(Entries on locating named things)
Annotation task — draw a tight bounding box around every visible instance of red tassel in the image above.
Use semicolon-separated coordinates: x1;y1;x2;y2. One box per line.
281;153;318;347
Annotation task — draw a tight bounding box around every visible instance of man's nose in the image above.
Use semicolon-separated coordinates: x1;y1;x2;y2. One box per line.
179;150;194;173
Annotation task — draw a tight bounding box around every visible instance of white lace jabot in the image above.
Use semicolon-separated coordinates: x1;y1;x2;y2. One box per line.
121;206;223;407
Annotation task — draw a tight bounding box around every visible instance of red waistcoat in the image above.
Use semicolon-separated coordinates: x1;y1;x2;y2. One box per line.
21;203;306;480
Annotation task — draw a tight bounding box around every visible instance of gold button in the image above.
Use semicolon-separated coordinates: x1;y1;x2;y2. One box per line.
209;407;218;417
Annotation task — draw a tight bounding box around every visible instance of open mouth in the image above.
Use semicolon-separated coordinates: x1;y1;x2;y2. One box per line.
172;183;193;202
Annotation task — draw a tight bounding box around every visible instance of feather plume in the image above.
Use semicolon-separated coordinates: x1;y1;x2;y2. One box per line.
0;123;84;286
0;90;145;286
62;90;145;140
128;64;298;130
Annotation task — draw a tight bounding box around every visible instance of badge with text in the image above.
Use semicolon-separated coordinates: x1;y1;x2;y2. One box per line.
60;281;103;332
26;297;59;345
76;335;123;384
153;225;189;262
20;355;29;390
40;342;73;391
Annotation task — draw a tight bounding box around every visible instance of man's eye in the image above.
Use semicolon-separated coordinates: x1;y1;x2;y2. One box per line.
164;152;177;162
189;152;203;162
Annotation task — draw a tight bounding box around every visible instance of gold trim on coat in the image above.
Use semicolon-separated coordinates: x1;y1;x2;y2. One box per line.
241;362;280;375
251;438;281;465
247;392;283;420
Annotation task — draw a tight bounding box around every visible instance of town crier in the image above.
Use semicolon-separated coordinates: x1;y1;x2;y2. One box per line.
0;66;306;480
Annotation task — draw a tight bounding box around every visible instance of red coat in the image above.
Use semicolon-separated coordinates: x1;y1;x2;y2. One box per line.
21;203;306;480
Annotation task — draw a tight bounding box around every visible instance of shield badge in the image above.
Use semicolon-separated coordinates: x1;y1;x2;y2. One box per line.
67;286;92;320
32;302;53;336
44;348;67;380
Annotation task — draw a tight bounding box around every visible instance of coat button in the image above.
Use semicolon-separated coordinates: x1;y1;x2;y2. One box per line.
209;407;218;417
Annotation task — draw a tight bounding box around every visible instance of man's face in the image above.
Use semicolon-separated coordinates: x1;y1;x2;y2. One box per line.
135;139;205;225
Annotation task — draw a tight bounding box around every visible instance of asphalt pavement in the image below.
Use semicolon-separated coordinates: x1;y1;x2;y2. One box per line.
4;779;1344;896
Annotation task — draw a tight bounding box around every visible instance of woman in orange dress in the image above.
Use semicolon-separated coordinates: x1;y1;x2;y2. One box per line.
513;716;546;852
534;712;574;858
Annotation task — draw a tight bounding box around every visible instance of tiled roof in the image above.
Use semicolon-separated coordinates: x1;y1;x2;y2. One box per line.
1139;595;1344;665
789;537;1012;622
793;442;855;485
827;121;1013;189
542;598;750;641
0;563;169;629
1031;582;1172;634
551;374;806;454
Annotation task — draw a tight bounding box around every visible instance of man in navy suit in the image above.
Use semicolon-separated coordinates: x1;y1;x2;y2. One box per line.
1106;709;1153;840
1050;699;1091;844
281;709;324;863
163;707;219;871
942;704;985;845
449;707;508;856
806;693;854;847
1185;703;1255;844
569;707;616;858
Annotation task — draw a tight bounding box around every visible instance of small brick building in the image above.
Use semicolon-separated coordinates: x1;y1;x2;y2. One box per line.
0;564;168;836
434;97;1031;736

To be done —
Count how many lines of the data contain the string "badge", and give only that number.

Problem solution —
2